Express the entries below as a Markdown table, from the first line through the line containing "point(23, 223)", with a Line column giving the row number and a Text column giving the line. Omit blank lines and leave the pictures out.

[BEGIN Data to process]

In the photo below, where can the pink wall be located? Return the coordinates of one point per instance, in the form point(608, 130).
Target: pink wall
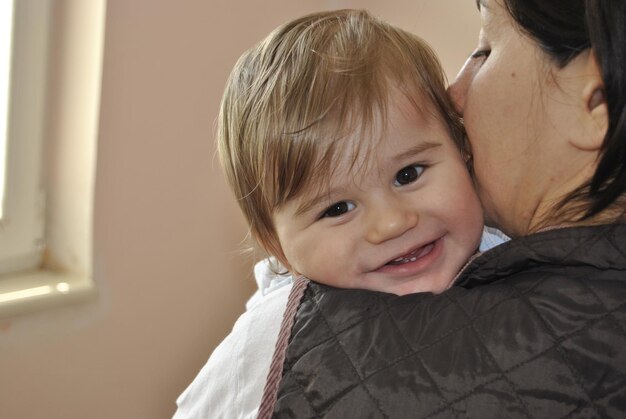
point(167, 231)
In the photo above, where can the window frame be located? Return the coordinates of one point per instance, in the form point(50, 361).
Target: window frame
point(69, 71)
point(23, 223)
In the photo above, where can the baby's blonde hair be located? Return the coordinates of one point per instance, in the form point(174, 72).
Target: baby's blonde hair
point(292, 98)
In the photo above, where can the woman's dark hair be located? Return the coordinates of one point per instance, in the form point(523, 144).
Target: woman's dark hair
point(564, 29)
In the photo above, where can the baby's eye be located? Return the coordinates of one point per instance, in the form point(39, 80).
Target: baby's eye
point(338, 209)
point(408, 175)
point(481, 53)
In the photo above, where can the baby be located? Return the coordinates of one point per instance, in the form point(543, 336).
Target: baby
point(349, 164)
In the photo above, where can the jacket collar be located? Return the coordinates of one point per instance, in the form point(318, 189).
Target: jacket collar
point(602, 247)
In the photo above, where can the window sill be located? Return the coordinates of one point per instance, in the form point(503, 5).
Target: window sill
point(28, 292)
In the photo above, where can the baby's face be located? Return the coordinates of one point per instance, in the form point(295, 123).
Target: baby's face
point(405, 222)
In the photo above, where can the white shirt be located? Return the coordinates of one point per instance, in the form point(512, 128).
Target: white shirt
point(231, 383)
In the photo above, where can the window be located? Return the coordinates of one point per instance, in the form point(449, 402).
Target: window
point(24, 62)
point(52, 122)
point(6, 37)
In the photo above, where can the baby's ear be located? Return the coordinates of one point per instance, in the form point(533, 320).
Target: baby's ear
point(596, 111)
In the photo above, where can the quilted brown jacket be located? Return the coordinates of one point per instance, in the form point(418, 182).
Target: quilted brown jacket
point(534, 328)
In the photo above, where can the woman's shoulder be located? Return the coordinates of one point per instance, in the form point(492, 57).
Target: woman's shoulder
point(587, 253)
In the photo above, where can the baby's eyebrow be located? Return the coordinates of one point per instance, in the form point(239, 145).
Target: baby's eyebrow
point(416, 150)
point(306, 205)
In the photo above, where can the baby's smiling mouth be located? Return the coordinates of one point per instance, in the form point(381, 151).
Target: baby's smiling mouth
point(413, 255)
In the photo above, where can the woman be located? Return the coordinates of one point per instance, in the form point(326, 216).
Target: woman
point(535, 327)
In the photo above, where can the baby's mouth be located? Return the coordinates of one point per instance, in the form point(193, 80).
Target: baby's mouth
point(414, 255)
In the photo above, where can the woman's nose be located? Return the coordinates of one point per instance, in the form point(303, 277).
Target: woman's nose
point(458, 89)
point(388, 221)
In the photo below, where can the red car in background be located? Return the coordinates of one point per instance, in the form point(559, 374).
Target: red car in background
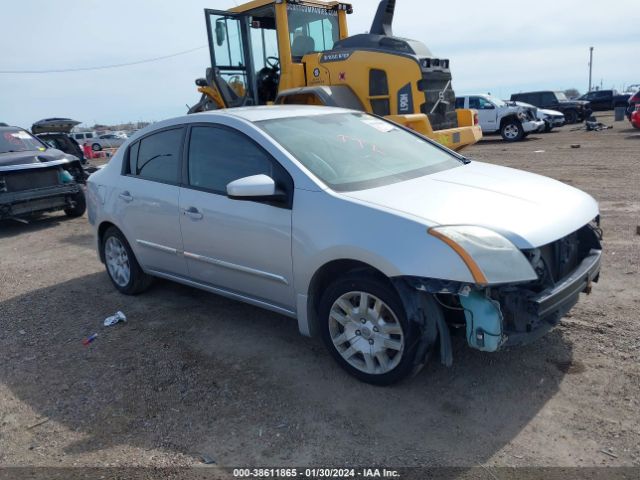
point(635, 117)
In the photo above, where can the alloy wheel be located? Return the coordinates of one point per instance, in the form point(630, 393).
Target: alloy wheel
point(366, 332)
point(117, 261)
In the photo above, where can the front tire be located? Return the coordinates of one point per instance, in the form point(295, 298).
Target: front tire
point(512, 131)
point(122, 267)
point(365, 328)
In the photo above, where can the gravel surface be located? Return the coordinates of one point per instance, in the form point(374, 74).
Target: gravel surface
point(191, 373)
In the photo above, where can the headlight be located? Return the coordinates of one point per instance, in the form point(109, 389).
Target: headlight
point(490, 257)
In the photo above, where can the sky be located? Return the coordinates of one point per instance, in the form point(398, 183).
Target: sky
point(498, 46)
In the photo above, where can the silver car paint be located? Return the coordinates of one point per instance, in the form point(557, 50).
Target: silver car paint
point(249, 258)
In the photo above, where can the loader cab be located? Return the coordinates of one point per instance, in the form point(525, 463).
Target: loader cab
point(257, 48)
point(244, 55)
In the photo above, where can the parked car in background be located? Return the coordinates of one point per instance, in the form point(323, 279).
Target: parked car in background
point(634, 100)
point(82, 137)
point(605, 99)
point(35, 178)
point(55, 133)
point(496, 116)
point(573, 110)
point(373, 237)
point(635, 117)
point(551, 118)
point(108, 140)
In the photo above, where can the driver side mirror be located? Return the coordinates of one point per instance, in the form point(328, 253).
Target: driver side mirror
point(256, 187)
point(221, 32)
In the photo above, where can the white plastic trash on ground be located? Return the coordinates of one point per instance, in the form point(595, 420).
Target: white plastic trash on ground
point(113, 319)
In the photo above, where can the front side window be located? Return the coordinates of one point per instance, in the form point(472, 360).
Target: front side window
point(485, 104)
point(218, 156)
point(157, 156)
point(312, 29)
point(355, 151)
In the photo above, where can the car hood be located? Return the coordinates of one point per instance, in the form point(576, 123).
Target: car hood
point(552, 113)
point(528, 209)
point(574, 103)
point(54, 125)
point(32, 156)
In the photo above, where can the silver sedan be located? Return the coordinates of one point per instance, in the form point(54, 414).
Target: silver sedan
point(371, 236)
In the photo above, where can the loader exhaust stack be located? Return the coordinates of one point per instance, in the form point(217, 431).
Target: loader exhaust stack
point(383, 20)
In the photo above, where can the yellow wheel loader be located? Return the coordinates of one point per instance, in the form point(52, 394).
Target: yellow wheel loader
point(299, 51)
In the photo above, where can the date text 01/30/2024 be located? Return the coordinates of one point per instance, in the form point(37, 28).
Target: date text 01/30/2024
point(314, 473)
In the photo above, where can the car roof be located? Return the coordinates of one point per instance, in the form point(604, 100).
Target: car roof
point(257, 114)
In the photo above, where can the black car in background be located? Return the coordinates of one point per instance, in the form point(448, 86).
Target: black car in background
point(55, 133)
point(606, 99)
point(35, 178)
point(573, 110)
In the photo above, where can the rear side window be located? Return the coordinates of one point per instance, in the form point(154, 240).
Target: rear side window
point(157, 157)
point(218, 156)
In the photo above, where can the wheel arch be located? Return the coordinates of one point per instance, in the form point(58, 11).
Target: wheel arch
point(323, 276)
point(104, 226)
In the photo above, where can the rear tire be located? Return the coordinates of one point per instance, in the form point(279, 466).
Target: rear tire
point(512, 131)
point(79, 207)
point(376, 344)
point(122, 267)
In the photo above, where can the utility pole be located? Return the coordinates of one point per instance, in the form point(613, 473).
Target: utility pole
point(590, 65)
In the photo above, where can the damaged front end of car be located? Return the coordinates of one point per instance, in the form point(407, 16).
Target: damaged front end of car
point(45, 186)
point(494, 314)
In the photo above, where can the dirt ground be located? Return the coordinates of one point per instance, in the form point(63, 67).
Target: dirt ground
point(192, 373)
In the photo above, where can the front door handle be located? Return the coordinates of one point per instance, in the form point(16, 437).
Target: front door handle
point(126, 196)
point(194, 213)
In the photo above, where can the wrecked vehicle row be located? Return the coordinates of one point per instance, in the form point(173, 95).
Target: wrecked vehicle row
point(35, 178)
point(373, 237)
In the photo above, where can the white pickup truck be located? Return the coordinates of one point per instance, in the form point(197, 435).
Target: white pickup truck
point(511, 121)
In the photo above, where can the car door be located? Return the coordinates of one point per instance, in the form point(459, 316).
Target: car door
point(240, 246)
point(486, 113)
point(147, 199)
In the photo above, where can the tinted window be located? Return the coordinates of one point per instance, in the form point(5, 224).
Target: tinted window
point(218, 156)
point(157, 156)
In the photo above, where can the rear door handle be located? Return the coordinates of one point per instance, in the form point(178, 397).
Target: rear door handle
point(194, 213)
point(126, 196)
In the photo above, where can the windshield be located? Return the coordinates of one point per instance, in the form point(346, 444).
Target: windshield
point(16, 140)
point(356, 151)
point(497, 102)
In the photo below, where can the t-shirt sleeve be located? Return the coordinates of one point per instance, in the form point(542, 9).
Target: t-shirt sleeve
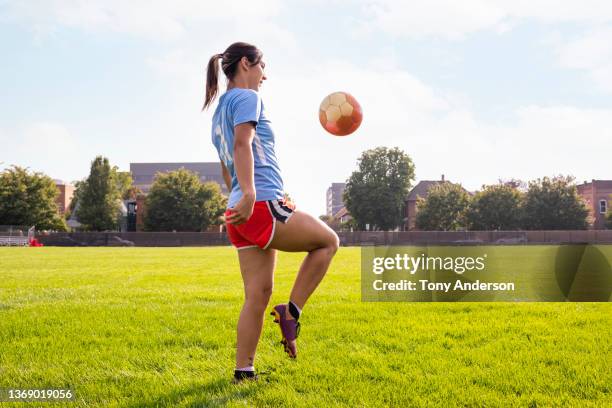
point(247, 108)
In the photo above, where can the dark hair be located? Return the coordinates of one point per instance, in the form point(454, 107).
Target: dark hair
point(230, 60)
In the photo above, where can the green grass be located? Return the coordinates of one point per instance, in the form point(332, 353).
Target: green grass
point(140, 327)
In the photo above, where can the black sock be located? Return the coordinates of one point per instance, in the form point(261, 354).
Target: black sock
point(293, 310)
point(241, 375)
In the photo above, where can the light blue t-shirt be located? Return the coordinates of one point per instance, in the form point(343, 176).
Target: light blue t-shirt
point(241, 105)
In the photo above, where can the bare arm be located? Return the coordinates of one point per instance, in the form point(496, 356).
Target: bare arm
point(226, 177)
point(244, 167)
point(243, 158)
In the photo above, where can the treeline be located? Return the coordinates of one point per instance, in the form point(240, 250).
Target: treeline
point(375, 196)
point(178, 201)
point(547, 204)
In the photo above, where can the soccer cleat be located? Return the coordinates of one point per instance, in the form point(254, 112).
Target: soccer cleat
point(290, 329)
point(243, 376)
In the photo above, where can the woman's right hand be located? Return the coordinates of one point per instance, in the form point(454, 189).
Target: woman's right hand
point(242, 211)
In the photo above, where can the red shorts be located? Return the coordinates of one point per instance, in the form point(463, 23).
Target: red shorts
point(258, 231)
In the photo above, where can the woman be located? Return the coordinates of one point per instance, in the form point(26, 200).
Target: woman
point(259, 220)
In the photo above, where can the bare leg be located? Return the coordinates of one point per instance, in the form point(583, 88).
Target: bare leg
point(257, 268)
point(305, 233)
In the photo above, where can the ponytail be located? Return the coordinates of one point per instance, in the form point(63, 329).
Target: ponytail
point(231, 57)
point(212, 80)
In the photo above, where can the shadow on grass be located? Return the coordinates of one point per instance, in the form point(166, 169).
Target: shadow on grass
point(217, 393)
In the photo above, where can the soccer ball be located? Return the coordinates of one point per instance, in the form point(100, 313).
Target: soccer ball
point(340, 114)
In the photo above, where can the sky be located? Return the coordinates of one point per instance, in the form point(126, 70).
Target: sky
point(477, 90)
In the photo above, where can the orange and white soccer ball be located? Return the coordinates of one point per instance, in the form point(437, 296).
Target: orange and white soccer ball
point(340, 114)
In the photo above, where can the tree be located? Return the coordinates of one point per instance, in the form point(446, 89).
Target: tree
point(131, 193)
point(28, 199)
point(444, 209)
point(376, 193)
point(609, 215)
point(554, 204)
point(496, 207)
point(99, 197)
point(178, 201)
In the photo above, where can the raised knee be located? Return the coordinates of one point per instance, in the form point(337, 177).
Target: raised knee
point(259, 296)
point(333, 244)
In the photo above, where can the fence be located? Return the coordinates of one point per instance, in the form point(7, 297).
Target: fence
point(355, 238)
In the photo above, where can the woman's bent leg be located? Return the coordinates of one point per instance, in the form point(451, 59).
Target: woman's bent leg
point(305, 233)
point(257, 269)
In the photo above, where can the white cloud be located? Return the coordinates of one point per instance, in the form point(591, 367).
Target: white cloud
point(454, 20)
point(42, 146)
point(590, 52)
point(157, 19)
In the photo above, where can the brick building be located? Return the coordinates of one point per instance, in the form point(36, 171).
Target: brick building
point(143, 174)
point(598, 196)
point(420, 190)
point(334, 201)
point(66, 192)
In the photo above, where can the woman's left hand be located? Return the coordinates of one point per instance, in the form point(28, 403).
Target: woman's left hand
point(242, 211)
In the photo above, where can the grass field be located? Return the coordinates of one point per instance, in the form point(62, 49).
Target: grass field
point(138, 327)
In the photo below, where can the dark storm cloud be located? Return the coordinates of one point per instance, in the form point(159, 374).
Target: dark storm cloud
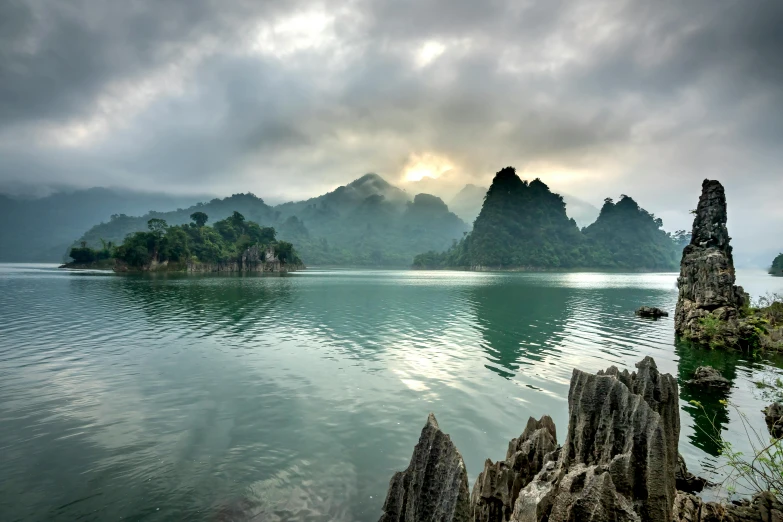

[END Data to process]

## [Correct answer]
| Line | Text |
|---|---|
| 1 | In the photo below, where can the pink wall be located? Return the coordinates of one point per instance, in the form point(608, 130). |
| 2 | Target: pink wall |
| 3 | point(167, 231) |
| 4 | In the photo above, where can the window frame be located? Return the coordinates of one point per instance, in the form point(50, 361). |
| 5 | Target: window frame |
| 6 | point(69, 71) |
| 7 | point(23, 223) |